» Document text:
--------------------------------------------------
Greenfingers Garden East London

2019

We were commissioned by the garden charity Greenfingers to create their largest ever children’s hospice garden in their 20th anniversary year. Richard House had already benefitted from their help for a very small garden and this time we were going to try and create a substantial new garden across an acre of woodland garden that joined to the main facilities.

Having created woodland gardens for Blind Veterans UK and in residential care settings before we were very aware of the challenges that such a site would hold for its visitors. Elements such as just a very small change in level can be a challenge for someone in a wheelchair and this garden is aimed at children so we had to re-engage with the space on a very different scale.

When you’re living day to day in a hospice, or you’re visiting your brother or sister with your family there is part of you that wants to escape from the world around you, forget your worries and just get outside and play. Children want to be children and explore with each other, have adventures, get away from adults and be in the moment. The garden we created for Richard House Children’s Hospice is just that, a place to escape, to play and have adventures.

The garden builds upon some of the stories of seaside and woodland that have already been started and will take us on a journey from the mountains down to the sea, through a mystical world that gently guides us to explore and make our own stories when we’re there.
--------------------------------------------------
» Records shown:
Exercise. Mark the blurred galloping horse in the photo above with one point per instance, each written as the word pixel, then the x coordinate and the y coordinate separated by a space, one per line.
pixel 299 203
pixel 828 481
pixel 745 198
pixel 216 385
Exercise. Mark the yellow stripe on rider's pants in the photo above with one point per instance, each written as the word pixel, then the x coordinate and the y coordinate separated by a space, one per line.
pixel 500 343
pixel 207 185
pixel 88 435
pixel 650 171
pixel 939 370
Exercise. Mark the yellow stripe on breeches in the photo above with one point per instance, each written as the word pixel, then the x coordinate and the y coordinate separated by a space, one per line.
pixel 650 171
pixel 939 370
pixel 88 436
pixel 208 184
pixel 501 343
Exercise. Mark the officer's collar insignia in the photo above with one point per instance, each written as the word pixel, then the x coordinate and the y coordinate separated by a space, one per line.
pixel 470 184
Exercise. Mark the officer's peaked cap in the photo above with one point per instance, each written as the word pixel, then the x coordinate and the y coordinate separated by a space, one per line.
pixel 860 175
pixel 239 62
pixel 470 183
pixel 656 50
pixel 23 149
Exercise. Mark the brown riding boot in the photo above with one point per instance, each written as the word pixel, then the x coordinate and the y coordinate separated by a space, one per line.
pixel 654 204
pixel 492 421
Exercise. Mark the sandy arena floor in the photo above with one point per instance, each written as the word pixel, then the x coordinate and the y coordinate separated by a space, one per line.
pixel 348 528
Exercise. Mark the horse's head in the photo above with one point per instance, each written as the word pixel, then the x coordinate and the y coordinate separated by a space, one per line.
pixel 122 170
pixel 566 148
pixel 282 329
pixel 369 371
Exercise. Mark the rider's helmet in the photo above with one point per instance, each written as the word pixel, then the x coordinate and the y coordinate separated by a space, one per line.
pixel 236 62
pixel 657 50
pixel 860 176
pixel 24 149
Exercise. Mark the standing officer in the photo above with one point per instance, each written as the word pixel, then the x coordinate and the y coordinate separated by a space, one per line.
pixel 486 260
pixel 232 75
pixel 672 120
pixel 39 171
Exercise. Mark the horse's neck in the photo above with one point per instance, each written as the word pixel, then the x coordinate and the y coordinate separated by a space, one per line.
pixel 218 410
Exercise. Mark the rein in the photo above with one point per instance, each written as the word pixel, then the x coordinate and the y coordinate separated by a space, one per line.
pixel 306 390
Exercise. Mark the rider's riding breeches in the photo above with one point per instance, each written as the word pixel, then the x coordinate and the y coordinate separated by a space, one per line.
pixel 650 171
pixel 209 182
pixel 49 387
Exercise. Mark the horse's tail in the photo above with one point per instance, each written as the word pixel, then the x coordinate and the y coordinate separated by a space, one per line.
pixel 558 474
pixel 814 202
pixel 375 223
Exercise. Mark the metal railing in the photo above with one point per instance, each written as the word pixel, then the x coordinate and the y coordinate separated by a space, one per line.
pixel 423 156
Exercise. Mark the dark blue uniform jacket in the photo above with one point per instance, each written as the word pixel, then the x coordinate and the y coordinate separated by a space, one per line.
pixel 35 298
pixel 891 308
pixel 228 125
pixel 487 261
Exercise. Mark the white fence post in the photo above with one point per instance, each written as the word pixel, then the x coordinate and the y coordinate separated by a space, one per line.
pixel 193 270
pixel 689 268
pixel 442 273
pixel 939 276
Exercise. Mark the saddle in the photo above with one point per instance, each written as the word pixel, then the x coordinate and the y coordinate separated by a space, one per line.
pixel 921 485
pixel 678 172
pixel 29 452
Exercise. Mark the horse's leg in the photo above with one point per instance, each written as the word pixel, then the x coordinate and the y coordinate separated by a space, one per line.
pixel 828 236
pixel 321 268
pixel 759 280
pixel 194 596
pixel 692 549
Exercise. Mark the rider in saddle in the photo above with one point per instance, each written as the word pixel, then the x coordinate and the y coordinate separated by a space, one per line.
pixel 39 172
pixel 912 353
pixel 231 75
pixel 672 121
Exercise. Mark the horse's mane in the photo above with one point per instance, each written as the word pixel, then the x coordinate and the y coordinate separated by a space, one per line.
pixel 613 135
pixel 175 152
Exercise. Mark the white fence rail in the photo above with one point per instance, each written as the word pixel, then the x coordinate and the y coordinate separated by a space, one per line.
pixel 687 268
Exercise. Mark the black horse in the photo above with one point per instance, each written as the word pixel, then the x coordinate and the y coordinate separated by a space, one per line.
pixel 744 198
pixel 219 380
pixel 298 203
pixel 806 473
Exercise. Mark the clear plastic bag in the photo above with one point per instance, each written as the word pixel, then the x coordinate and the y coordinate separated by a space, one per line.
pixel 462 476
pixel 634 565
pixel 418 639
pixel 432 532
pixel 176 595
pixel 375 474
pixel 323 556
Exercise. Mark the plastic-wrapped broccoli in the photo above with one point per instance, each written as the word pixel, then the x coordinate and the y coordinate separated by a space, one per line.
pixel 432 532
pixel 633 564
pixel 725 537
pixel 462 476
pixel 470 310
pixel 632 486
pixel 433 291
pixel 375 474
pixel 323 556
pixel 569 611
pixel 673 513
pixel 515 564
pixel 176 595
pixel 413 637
--------------------------------------------------
» Direction 1: According to the Greenfingers garden description, how much woodland garden was the new garden meant to span?
» Direction 2: Transcribe the Greenfingers garden description from "We were commissioned" up to and including "the main facilities.".
» Direction 3: Resume the Greenfingers garden description from the point where it stops.
The entries are not needed for what follows.

» Result 1: An acre.

» Result 2:
We were commissioned by the garden charity Greenfingers to create their largest ever children’s hospice garden in their 20th anniversary year. Richard House had already benefitted from their help for a very small garden and this time we were going to try and create a substantial new garden across an acre of woodland garden that joined to the main facilities.

» Result 3:
Our narrative is of an adventure because from whichever way you enter the woodland that’s just what you can do. We might start in the mountains and discover a stream, a lake and walk across a bridge by a waterfall. From here we can move through an enchanted forest, up into the nest at the top of the forest, a safe enclosed space with different colours as light comes through coloured panels at all angles within the nest. We can leave the nest and walk down to the beach, sit in the beach hut by the sea or sail on the water to a magical labyrinth island. The island holds a secret at its centre, beneath the tree we can make stories and go on a hunt for treasure, or escape through a willow tunnel where only children can dare to go. And over-seeing all this is the castle, with its tower that views the whole adventure from high up.

We’re sending children off on an adventure that they make for themselves but there are plenty of opportunities for young adults to join in and some quieter areas where they might hang out and get away from daily pressures. They can escape to the nest or lay back in hammocks in the woodland walk. They might visit smaller private spaces or help collect fruit from the orchard or nuttery. And everyone has a chance to sit on quiet benches scattered throughout the garden.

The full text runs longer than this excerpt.